Point localization data:
-- Opening Marker --
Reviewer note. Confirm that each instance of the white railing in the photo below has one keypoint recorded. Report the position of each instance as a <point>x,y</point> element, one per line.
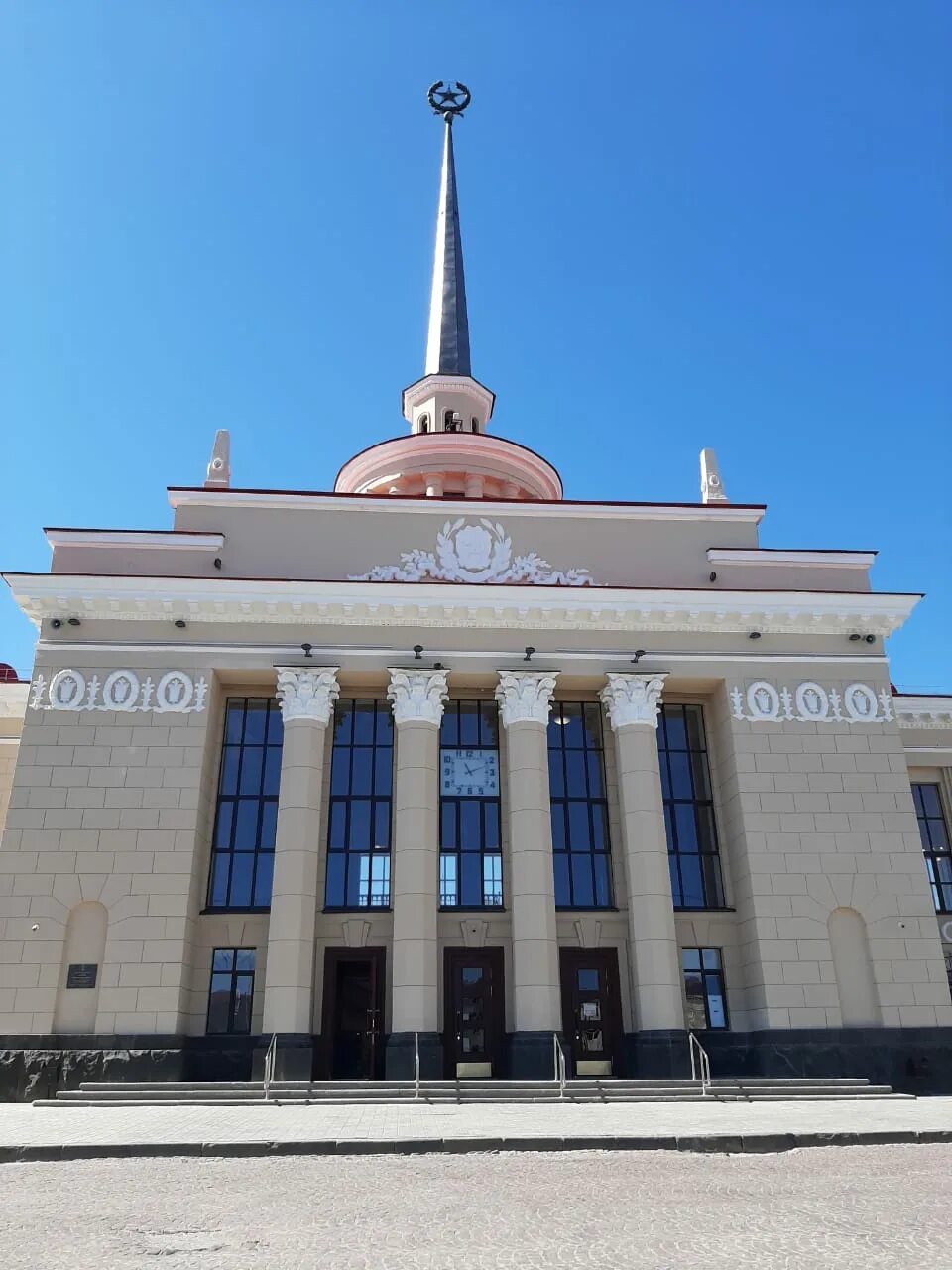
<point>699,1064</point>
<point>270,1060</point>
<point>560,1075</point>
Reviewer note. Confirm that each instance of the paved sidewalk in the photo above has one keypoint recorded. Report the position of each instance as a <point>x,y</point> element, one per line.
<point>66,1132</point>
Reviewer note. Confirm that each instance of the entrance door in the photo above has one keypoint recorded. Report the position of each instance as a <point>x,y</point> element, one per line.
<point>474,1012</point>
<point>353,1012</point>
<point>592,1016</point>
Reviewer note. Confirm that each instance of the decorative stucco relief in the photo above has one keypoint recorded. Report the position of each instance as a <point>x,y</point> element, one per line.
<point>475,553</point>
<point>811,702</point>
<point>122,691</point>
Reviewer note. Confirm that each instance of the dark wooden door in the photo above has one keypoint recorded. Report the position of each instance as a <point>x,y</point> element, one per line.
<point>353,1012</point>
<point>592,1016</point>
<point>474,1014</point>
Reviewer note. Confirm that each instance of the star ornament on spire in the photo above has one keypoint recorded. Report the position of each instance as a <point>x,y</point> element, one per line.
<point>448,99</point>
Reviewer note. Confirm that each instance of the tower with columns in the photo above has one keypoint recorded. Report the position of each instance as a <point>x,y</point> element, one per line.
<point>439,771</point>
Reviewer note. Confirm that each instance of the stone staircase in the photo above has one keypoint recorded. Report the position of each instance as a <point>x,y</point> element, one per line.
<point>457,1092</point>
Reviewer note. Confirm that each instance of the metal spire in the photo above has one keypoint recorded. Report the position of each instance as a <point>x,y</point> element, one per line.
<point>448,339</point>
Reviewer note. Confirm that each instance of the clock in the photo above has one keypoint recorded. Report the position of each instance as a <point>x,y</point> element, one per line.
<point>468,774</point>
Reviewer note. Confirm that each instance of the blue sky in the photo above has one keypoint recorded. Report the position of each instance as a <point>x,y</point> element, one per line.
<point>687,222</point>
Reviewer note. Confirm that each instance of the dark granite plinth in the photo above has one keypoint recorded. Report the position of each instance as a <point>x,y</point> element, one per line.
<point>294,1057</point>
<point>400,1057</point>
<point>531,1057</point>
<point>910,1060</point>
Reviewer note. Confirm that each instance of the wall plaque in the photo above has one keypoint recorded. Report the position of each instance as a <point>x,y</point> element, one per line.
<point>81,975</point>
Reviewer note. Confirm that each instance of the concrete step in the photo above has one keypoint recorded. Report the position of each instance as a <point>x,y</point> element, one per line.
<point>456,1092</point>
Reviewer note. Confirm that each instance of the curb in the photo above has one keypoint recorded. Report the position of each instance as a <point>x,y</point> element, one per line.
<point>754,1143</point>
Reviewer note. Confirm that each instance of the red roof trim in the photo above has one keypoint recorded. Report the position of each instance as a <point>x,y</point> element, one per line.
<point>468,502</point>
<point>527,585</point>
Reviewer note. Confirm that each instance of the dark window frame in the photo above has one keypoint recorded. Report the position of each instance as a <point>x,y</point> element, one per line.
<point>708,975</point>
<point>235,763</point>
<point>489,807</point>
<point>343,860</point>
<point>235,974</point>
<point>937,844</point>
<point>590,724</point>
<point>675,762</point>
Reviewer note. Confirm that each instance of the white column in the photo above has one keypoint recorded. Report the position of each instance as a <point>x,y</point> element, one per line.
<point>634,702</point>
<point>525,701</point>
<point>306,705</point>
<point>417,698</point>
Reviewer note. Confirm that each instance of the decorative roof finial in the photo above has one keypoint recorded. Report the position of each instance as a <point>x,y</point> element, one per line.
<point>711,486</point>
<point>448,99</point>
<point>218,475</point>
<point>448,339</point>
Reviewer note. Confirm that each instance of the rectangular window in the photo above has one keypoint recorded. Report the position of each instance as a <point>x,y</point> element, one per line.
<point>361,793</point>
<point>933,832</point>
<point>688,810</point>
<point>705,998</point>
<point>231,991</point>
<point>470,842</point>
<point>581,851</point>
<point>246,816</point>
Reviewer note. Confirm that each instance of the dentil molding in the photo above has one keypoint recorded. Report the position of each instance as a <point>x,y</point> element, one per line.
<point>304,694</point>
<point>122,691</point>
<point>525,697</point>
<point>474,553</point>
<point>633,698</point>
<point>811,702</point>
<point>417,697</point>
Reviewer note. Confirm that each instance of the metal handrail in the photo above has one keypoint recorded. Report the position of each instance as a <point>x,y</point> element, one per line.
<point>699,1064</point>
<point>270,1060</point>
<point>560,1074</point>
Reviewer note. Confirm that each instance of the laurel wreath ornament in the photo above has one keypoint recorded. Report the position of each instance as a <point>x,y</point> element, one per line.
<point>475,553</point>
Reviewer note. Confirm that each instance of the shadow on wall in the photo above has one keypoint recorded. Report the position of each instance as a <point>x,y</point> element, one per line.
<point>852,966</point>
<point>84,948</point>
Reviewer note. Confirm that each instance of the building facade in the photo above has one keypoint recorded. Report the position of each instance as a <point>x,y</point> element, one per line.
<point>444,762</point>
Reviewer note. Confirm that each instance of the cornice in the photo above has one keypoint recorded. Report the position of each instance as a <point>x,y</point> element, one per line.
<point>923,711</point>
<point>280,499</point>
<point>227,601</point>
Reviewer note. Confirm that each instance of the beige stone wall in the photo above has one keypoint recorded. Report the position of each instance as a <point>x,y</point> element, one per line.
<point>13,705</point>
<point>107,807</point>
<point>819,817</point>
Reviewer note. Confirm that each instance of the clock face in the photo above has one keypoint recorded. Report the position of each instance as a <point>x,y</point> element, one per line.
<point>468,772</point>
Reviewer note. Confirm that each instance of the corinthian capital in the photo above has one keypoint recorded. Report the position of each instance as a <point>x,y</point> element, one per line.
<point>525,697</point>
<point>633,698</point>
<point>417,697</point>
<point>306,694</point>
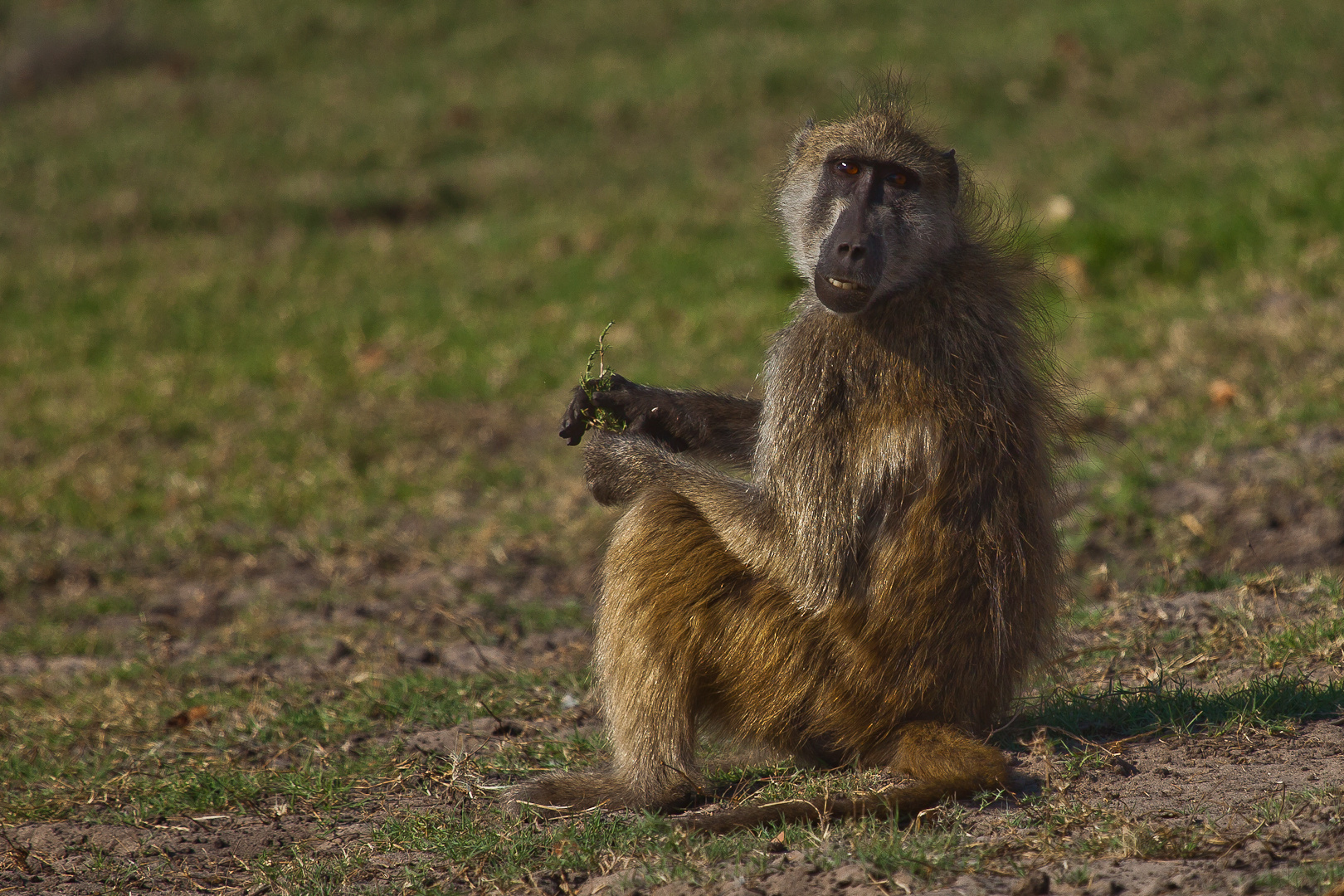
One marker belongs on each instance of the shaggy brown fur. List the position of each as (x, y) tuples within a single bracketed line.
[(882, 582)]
-- Closing Marker --
▸ **Work order**
Please repeat the data above exactly as it appears, pictures excluded.

▸ **Response box**
Reviewer note. Confirm that each instance of the white railing in the photo below has one keypoint recorded. Report the position of each instance as a <point>x,y</point> element, one per line.
<point>699,1064</point>
<point>270,1060</point>
<point>560,1075</point>
Reviewer note. Confirm that each instance of the paved sidewalk in the photo above has one keypoint recorded. Report the position of each instance as a <point>x,y</point> element, one per line.
<point>66,1132</point>
Reviewer note. Confirm that each instance of the entrance door in the photo above has one keypoint recorded. Report the position of each instance as a <point>x,y</point> element, one per line.
<point>474,1012</point>
<point>353,1012</point>
<point>592,1016</point>
Reviewer note. Confirm that each instance of the decorative stucco relief in the photo above has one keypoint recorded. Report the position of each instance as a <point>x,y</point> element, one per line.
<point>475,553</point>
<point>811,702</point>
<point>122,691</point>
Reviewer note. Confirm that each instance of the dark wooden door in the photo above has one keypoint recorded. Report the position of each instance as a <point>x,y</point> element, one per line.
<point>353,1012</point>
<point>592,1016</point>
<point>474,1014</point>
Reviewer note. Confirm that each instance of the star ornament on spire in the photo above has one keypoint recorded. Report the position of each instance as a <point>x,y</point> element, one per line.
<point>448,99</point>
Reviewer note. Confirm that each instance of the tower with columns in the photo above has one keypoint recorded. Report the position of each instance as a <point>x,y</point> element, one per line.
<point>439,771</point>
Reviewer note. Confirm that each instance of the stone staircase in the photo above has one keypoint recorded. Report the position of each instance as a <point>x,y</point> element, one per line.
<point>457,1092</point>
Reviewer note. Confirm that each instance of the metal spire in the photo above has one keypoint recorded. Report the position of each instance as a <point>x,y</point> element, one per line.
<point>448,339</point>
Reviewer note. Confirm that each instance of the clock in the photo above has one keypoint recorded. Report the position of each instance as a <point>x,y</point> element, one per line.
<point>468,774</point>
Reviewer note. Confirm that each instance of the blue sky in the photo above has one keypoint recorded. Report the position of each instance as a <point>x,y</point> element, one per line.
<point>687,222</point>
Reviewer note. Confirm that each instance of the dark granite plinth in the photo above has one keypoint recorded. Report the position of each instance as a <point>x,y</point> element, one per line.
<point>294,1057</point>
<point>400,1057</point>
<point>531,1057</point>
<point>910,1060</point>
Reviewer note. Confirm that each instance of the wall plaque in the photo above has one keypoint recorded. Report the position of each instance as a <point>x,y</point> element, one per line.
<point>81,975</point>
Reviewer note. Confirm that each instance of the concrete step in the photo above has one keypoint recorded. Report the position of each instance as a <point>x,y</point> element, one per line.
<point>456,1092</point>
Reviewer note. Confirm that each instance of the curb in the photo above has one keypoint recorded. Report the position of each instance as a <point>x,y</point> element, one per line.
<point>754,1143</point>
Reviewer note. Confirm that each instance of the red roof trim in the photo above has one keypoint recorded. Report the position of each instance as a <point>x,y</point> element, one per line.
<point>468,502</point>
<point>527,585</point>
Reviewer note. Confirm that each instance of the dark window frame in the photo above has one keypoint recorded. Report the position of each instance as a <point>x,y</point> element, one per line.
<point>708,975</point>
<point>235,763</point>
<point>489,807</point>
<point>343,860</point>
<point>235,974</point>
<point>937,844</point>
<point>590,724</point>
<point>675,762</point>
Reviewer note. Confirm that each instance of the white column in the photo above has one keypoint recorded. Report the position of each instance as a <point>x,y</point> element, one per line.
<point>634,702</point>
<point>525,701</point>
<point>306,705</point>
<point>417,698</point>
Reviewer note. Confirm that each instance of the decorative roof finial in the photo above has one keypoint recorded. Report the position of each instance as a <point>x,y</point> element, one per line.
<point>711,486</point>
<point>448,99</point>
<point>218,475</point>
<point>448,339</point>
Reviewer note. Confirm that each instance of the rectangular window in the photo above has one keypoint recorded. Report the position of each instance as a <point>x,y</point> element, one per line.
<point>361,793</point>
<point>933,832</point>
<point>688,810</point>
<point>705,998</point>
<point>231,991</point>
<point>470,842</point>
<point>581,851</point>
<point>246,816</point>
Reviewer note. Confirm that each instance of the dentil molding in the photo above has one keypoint recorded. Report the position of each instance as a <point>x,y</point> element, one per line.
<point>304,694</point>
<point>122,691</point>
<point>525,697</point>
<point>474,553</point>
<point>633,698</point>
<point>811,702</point>
<point>417,697</point>
Reviewer note. Confirm that each instance of the metal handrail in the photo above has one keypoint recorded. Report the position of each instance as a <point>x,y</point> element, one per line.
<point>699,1064</point>
<point>270,1060</point>
<point>560,1074</point>
Reviewer note. Confirm that each instance of the laurel wreath ornament in the photo above has one keypoint recorded. Report the position of each instance as a <point>x,y</point> element, one per line.
<point>475,553</point>
Reviewer note. Confirm that each instance of the shadow on wall in the photo above has one keypoint recorded. Report the position of each instance as a <point>x,y</point> element, one per line.
<point>852,966</point>
<point>84,948</point>
Reviewer note. Confirm that each instance of the building facade in the photo above has one keypoint recorded. Report the position of each instance as a <point>x,y</point> element, one per line.
<point>444,762</point>
Reviewer note. Confirm that each instance of the cornice in the photo above has one keypoint recorded. Report the position of each instance as a <point>x,y</point> element, one per line.
<point>923,711</point>
<point>280,499</point>
<point>227,601</point>
Reviewer note. Confirm that each instance of the beige stone wall in the photo above has one keypoint recorded. Report the position of each instance as a <point>x,y</point> element, one per line.
<point>13,705</point>
<point>107,807</point>
<point>819,817</point>
Reviewer note. Confirm that each instance of the clock face in the photo above has one keypoint recorded. Report the position of each instance as a <point>x,y</point> element, one per line.
<point>468,772</point>
Reviewer note. Confirm that each instance of the corinthian capital in the photo above has one keypoint recorded. Report the position of each instance as a <point>x,y</point> element, one per line.
<point>525,697</point>
<point>633,698</point>
<point>417,697</point>
<point>306,694</point>
One marker belongs on each instance of the shaggy brown fur. List the position of each as (x, y) tuples within a single bracketed line.
[(882, 582)]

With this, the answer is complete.